All lines below are to be output exactly as they stand.

[[ PROVIDED MATERIAL open ]]

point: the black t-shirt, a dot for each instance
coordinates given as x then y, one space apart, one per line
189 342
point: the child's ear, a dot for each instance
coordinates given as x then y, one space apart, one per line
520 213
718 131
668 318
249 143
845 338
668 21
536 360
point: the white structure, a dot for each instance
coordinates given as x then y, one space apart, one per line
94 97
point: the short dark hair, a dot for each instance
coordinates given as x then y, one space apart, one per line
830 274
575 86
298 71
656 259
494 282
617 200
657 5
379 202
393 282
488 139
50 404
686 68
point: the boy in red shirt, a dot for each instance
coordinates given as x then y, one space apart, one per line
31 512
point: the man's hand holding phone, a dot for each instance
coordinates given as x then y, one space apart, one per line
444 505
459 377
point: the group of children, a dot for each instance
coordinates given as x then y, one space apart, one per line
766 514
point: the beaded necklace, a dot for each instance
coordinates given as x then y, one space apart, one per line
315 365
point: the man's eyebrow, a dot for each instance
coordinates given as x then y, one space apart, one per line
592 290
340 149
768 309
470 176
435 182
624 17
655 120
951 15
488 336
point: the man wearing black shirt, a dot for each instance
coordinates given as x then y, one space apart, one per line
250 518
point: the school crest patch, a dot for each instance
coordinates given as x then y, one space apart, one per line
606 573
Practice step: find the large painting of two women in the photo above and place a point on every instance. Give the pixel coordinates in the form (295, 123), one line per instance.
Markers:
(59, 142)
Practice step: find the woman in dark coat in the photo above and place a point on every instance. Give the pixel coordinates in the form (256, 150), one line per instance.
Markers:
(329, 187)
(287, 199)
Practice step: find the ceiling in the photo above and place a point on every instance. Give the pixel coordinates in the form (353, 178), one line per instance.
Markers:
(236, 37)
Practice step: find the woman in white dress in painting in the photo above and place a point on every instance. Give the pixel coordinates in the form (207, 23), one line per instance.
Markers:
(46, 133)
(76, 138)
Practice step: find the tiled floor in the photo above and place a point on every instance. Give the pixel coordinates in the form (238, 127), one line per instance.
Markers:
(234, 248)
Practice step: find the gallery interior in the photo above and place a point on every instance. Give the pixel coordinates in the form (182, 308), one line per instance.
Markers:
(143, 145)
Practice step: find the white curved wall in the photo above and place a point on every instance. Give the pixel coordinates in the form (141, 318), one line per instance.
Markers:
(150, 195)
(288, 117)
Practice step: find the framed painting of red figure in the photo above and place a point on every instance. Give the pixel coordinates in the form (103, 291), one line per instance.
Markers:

[[ PROVIDED MATERIAL closed ]]

## SOLUTION FOR THIS TASK
point: the black t-shirt, a dot for each instance
coordinates given as x then y, one space apart, one per line
189 342
point: the child's ear, a dot for each instance
coordinates given as x then y, one space apart, one per line
520 213
718 131
668 318
249 143
845 338
668 21
536 360
point: the white structure, a dot for each instance
coordinates given as x then y, one space apart, one per line
94 97
point: the short dark hair, a dot for each instance
coordinates given as x then y, one space apart, one per line
830 274
575 86
298 71
656 259
494 282
617 200
657 5
379 202
393 282
488 139
50 404
686 68
point: the boy in red shirt, a dot for each instance
coordinates given as x then y, one space apart, one per line
31 512
point: the man's hand holding phone, a dot for each instance
coordinates given as x then y, one space apart, one per line
444 505
459 377
point: the group of children, a dot for each instance
coordinates given as x then y, one space apart, one per line
766 514
point: the beaded necklace, a dot for each instance
coordinates given as x then y, one space apart, one per line
315 365
point: the man's eyebrow, a dot for each instance
coordinates given as x then y, one space apart, one per line
592 290
340 149
768 309
470 176
435 182
624 17
655 120
951 15
488 336
point: the man wearing black shirt, a dot for each instance
coordinates given as x then y, one space apart, one per line
250 518
point: the school crest patch, a dot for each instance
coordinates given as x then y, one space apart, one per line
606 573
Practice step: find the large painting of two women in the photo above and place a point on every instance. Give the pixel coordinates in the form (295, 123), one line per instance.
Markers:
(59, 142)
Practice step: find the woman in dark coat in the photo above and place a point on every instance. Give the pixel coordinates in the form (256, 150), one line per instance.
Markers:
(329, 187)
(287, 199)
Practice step: find the ceiling in the photo above and place a point on every instance. Give the pixel coordinates in the form (353, 178), one line per instance.
Markers:
(236, 37)
Practice step: find the woman in white dress in painting in the photo above and place a point on every instance. Give the pixel coordinates in the form (207, 23), one line per instance.
Markers:
(46, 133)
(76, 138)
Practice step: find the tiled floor in the photo above and place a point on every instance. Give the pixel coordinates in the form (238, 127), one line per instance.
Markers:
(234, 248)
Practice step: find the gallery interior in the photo above and place a point on every instance. Give the pixel coordinates in the form (182, 308), one line per instance.
Markers:
(143, 145)
Practice step: find the white curved wall in the photo above and place a point on every instance. Give the pixel coordinates in the form (141, 318), one line per instance.
Markers:
(150, 195)
(288, 117)
Practice step: find the framed painting of red figure in the photo above and place a point on every instance. Give the pixel coordinates in the form (103, 291), one line per instance.
Markers:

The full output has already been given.